>> START

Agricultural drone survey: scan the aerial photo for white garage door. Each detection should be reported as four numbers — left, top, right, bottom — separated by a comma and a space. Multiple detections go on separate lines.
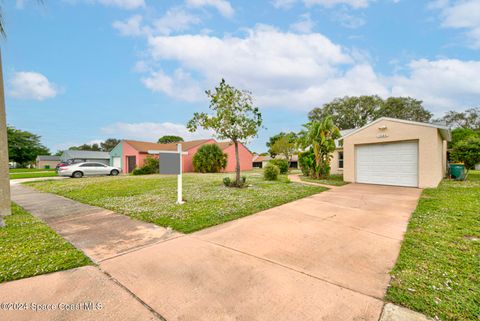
355, 142, 418, 187
112, 157, 122, 168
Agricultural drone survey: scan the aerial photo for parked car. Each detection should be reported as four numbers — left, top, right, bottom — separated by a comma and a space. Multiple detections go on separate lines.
58, 162, 120, 178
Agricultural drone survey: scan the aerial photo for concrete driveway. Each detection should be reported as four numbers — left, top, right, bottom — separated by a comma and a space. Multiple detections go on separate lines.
100, 184, 421, 320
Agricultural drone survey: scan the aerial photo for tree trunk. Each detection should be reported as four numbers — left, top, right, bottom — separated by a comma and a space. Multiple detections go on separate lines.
233, 140, 240, 186
0, 52, 11, 227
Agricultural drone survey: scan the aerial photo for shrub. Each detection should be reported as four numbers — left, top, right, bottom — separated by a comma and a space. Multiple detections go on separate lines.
193, 144, 228, 173
269, 159, 288, 174
263, 163, 280, 181
298, 150, 315, 176
132, 157, 159, 175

>> END

THE EXERCISE: Please put the whole listing above into a two-column CSV with the columns instruction and boxes, one row per instruction with its text and the coordinates given under it, each in a single quoted field with line breaks replaced by spaces. Leave out the pictures.

CORRECT ANSWER:
instruction,boxes
"Agricultural drone survey: scan the aerial photo for white garage door. Each detection should be reported as four numbers — left, top, right, bottom — separated by a comma and a space. Multiple detections go on separate lines.","355, 142, 418, 187 112, 157, 122, 168"
"Agricultural drone survey: scan the aerial photo for parked car. Each detection should be reported as four numbers — left, top, right, bottom — separated by a comma and a space. Multiple detections go on separate lines.","58, 162, 120, 178"
"Agricultural drone survey: scan the aerial photo for concrete driveway. Each detection should be reported as four numbers — left, top, right, bottom — separated by a comma and a space. Multiple detections go on separate lines.","100, 184, 421, 320"
"Agricultural drone survey: scan the aerial photo for tree trunk. Each detection should be reported as four numbers — left, top, right, bottom — separated by a comma and a space. Multiple detections go on separate lines.","233, 140, 240, 186 0, 52, 11, 227"
"Agricultural drone survey: scan the aerial photo for shrub. Each detection should be reported as four numbers — left, top, right, bottom — separated by a comma and a space. Multiple detections go on separate lines.","193, 144, 228, 173 269, 159, 288, 174 263, 163, 280, 181 298, 150, 315, 176 132, 157, 159, 175"